It is true that according to the practice of the Bundesgerichtshof, particularly of this Division, a claimant whose general right of personality has been severely infringed may be awarded pecuniary damages for his non-pecuniary loss, provided that additional conditions have been met. However, in so far as the right of personality of a spouse has been infringed because a third party acting together with the other spouse has interfered with the right to the integrity of the marital community, as in the present case, any claims for damages in tort must be denied for the reasons stated above which rule out liability in tort . . .
The legislature has refrained from enforcing proper marital conduct directly or indirectly by public measures . . . including any penalties and equivalent measures for adultery, and has contented itself with the protection provided by family law . . . [I]t expresses the conviction that highly personal relations should not be regulated by law, which is at least compatible with constitutional law and corresponds to modern ethics . . .
Finally, a conclusion to the contrary cannot be based either on the protection of marriage . . . Admittedly, marriage is a human institution which is regulated by law and protected by the Constitution and which, in turn, creates genuine legal duties. Its essence, however, consists in the readiness, founded in morals, of the parties to the marriage to create and to maintain it.’
 In view of the clear and consistent recognition of the private law action for adultery by this court, its origin is of significance in one respect only, namely that in England, which is its country of origin, the action for adultery against a third party, or ‘criminal conversation’ as it was called, has since been abolished by legislation in terms of the Law Reform (Miscellaneous Provisions) Act 1970. Both the history of the action and the reasons for its demise in England appear from the following summary by Diplock LJ in Pritchard v Pritchard and Sims  3 All ER 601 (CA) at 607-610:
‘In 1857, when marriage in England was still a union for life which could be broken only by private Act of Parliament, there existed side by side under the common law three distinct causes of action available to a husband whose rights in his wife were violated by a third party, who enticed her away, or who harboured her or who committed adultery with her. In enticement and in harbouring, which were actions on the case, the damage claimed was for loss of the society and services of the wife. In the action for adultery known as criminal conversation, which . . . lay originally in trespass, the act of adultery itself was the cause of action and the damages punitive and at large. It lay whether the adultery resulted in the husband’s losing his wife’s society and services or not.
All three causes of action were based on the recognition accorded by the common law to the husband's proprietary interest in the person of his wife, her services and her earnings, and in the property which would have been hers had she been feme sole. The common law in 1857 reflected in this respect the social values of a country governed exclusively by the dominant male, and, although by judicial extension the cause of action for enticement is now available to both spouses . . . there is no trace of such an action being brought by the wife before 1857.
****
PROBLEM SET:
1. Print the passage on the action for adultery from "It is true that" up to and including "in tort . . .".
2. Write what comes next in the passage on the action for adultery, starting right after its last sentence.
The data that come next aren't needed for anything here.

DATASET EXCERPT:
****
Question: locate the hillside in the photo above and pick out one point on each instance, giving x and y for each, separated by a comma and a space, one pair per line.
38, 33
****
OUTPUTS FOR THE TASKS:
1.
It is true that according to the practice of the Bundesgerichtshof, particularly of this Division, a claimant whose general right of personality has been severely infringed may be awarded pecuniary damages for his non-pecuniary loss, provided that additional conditions have been met. However, in so far as the right of personality of a spouse has been infringed because a third party acting together with the other spouse has interfered with the right to the integrity of the marital community, as in the present case, any claims for damages in tort must be denied for the reasons stated above which rule out liability in tort . . .

2.
. . .
The ancient common law action for criminal conversation was abolished by s 59 of the Matrimonial Causes Act, 1857, which first gave jurisdiction to an English court to dissolve marriages. By s 33 of the same Act, however, the newly constituted court for matrimonial causes was empowered to award to a husband damages for adultery, and the section provided that such claim should be tried on the same principles and in the same manner as actions for criminal conversation were formerly tried at common law . . .
[I]n 1857 . . . the old concept of the husband's proprietary rights in his wife was still firmly rooted, and the principles on which the amount of damages was assessed in the old common law action for criminal conversation, immediately before the passing of the Act, were applied to the new statutory cause of action for damages for adultery. These principles . . . had by 1857 already been rationalised as compensatory – but compensatory for what? Certainly and primarily for the loss to the husband of the value of the wife . . . Nevertheless, no doubt as a rationalisation of the former punitive nature of the damages, it was well established that, where the action did lie, the husband was entitled to be compensated also for the injury to his feelings and his pride . . .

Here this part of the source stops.